Task brief:
Pull out and copy each line of the records below that contains the string "tractor". Case must match.

Records provided:
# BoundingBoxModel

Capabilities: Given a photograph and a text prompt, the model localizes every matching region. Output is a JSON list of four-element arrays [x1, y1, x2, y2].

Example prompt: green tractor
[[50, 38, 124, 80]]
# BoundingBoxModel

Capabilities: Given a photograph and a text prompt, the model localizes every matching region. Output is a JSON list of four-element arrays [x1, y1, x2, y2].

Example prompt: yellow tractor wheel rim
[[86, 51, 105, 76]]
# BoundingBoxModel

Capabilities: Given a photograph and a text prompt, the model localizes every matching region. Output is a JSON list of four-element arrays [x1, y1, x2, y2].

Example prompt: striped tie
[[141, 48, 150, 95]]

* * *

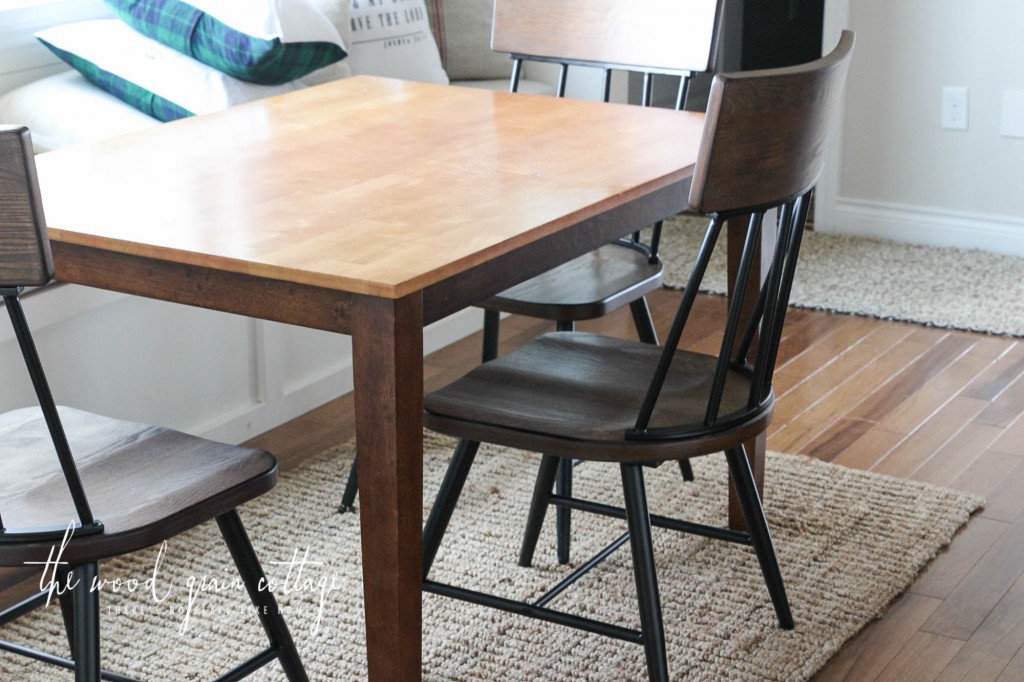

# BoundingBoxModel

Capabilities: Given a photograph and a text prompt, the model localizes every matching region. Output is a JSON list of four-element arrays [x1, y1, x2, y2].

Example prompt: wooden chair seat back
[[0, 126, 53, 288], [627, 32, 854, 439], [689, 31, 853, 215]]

==

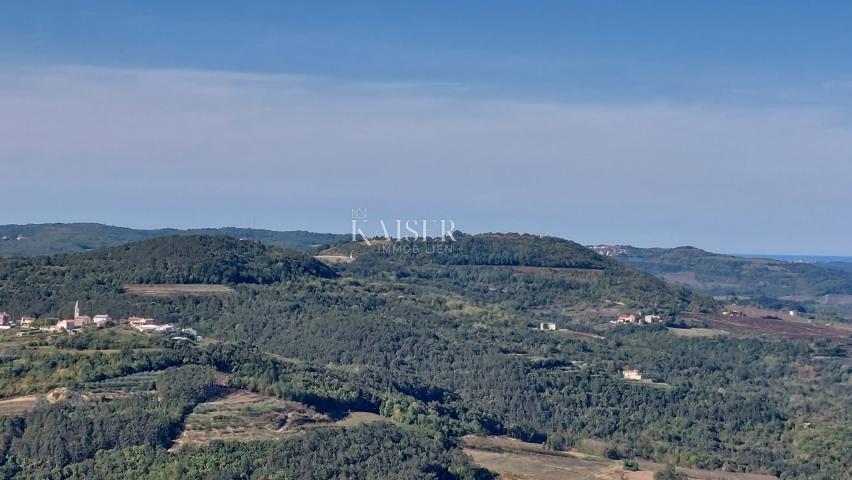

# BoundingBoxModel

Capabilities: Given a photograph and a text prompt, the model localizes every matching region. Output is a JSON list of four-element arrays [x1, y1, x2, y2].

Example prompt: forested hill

Output of the exercise:
Example prompt: green tractor
Example prompt: yellow tractor wheel rim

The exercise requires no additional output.